Aufgabenblock:
1. Wie viele Seiten hat laut der Albumrezension das Buch, das dem Album beiliegt?
2. Nennen Sie alle Bestandteile, die die Albumrezension dem erzählerischen Grundbaukasten zuordnet, dem der Spannungsbogen der Musik folgt.
3. Schreiben Sie aus der Albumrezension alles von „Es ist wohl“ bis hinunter zu „Booklet war nie.“ wortgetreu ab.

Textauszug:
▬▬▬▬▬▬
Es ist wohl eher ungewöhnlich, wenn der erste Gedanke beim Öffnen einer CD der Frage gilt, wie es wohl gelungen sein konnte, die Plattenfirma von der Finanzierung einer solch opulenten Aufmachung zu überzeugen. Denn "Bob an Veronica ride again" liegt ein 110-seitiges Buch bei, in dem die Geschichte der beiden Album-Protagonisten in staccato-artigem Prosastil erzählt wird. So viel Booklet war nie.
Die Lösung des Rätsels weist der darbenden Musikindustrie mehrere originelle und neue Wege. Zunächst: Morton Valence präsentiert ihr Album als multimediales Gesamtkunstwerk und entzieht es dadurch der Generation Download - legal oder illegal. Und zur Finanzierung von Aufnahme und Vermarktung wurden Anteile an Fans verkauft. Morton Valence ist nunmehr eine Genossenschaft, die den Fans der Band gehört. Eine mehr als kuriose Idee, aber eine, die sich zumindest künstlerisch ausgezahlt hat:
Denn "Bob and Veronica ride again" ist ein wunderbares Album, bei dem die Musik in Sachen Originalität und Opulenz seiner Aufmachung in nichts nachsteht. Anne Gilpin und Robert Hacker Jesset, die ihre Band nach einem gleichnamigen Ort im englischen Glocestershire "mit drei Haufen Häusern und 40.000 Schafen" benannten, haben den erzählenden Stil ihres Bei-Buchs auf die Musik übertragen. Dabei verweist nicht nur das Cover (übrigens ein Gemälde) auf Bonnie & Clyde, sondern auch die Musik changiert im Umfeld von Charme, Banditentum und 60er-Jahre-Ästhetik mit einem Spannungsbogen, der dem erzählerischen Grundbaukasten von Humor, Romantik und Dramatik folgt.
▬▬▬▬▬▬
Zeigeeinträge für benannte Objekte:
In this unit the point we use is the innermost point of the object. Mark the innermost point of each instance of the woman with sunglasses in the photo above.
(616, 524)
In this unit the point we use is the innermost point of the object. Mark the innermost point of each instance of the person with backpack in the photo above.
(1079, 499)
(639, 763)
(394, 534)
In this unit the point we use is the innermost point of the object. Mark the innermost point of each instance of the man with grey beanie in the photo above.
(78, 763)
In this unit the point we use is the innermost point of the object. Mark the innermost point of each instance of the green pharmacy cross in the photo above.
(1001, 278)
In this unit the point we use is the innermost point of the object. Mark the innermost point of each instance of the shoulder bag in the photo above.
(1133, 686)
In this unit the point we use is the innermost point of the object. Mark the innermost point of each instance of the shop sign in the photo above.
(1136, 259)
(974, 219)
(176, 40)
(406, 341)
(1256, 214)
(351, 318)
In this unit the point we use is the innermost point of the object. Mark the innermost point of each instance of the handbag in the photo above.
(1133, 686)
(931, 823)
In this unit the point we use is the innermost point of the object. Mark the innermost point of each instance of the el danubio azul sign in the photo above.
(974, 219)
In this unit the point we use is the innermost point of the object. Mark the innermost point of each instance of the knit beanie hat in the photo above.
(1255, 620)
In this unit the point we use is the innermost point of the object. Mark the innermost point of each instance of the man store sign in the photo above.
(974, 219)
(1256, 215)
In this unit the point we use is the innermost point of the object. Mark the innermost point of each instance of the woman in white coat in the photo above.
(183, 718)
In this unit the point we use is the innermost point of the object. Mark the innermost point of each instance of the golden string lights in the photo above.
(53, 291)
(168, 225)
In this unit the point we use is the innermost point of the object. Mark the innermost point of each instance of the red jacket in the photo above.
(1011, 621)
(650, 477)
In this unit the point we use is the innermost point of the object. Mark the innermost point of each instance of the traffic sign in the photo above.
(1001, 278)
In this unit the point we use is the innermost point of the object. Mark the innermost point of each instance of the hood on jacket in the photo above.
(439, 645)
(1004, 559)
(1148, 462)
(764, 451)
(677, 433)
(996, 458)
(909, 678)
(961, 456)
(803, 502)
▬▬▬▬▬▬
Lösungen:
1. Das beiliegende Buch hat 110 Seiten.

2. Humor, Romantik, Dramatik

3.
Es ist wohl eher ungewöhnlich, wenn der erste Gedanke beim Öffnen einer CD der Frage gilt, wie es wohl gelungen sein konnte, die Plattenfirma von der Finanzierung einer solch opulenten Aufmachung zu überzeugen. Denn "Bob an Veronica ride again" liegt ein 110-seitiges Buch bei, in dem die Geschichte der beiden Album-Protagonisten in staccato-artigem Prosastil erzählt wird. So viel Booklet war nie.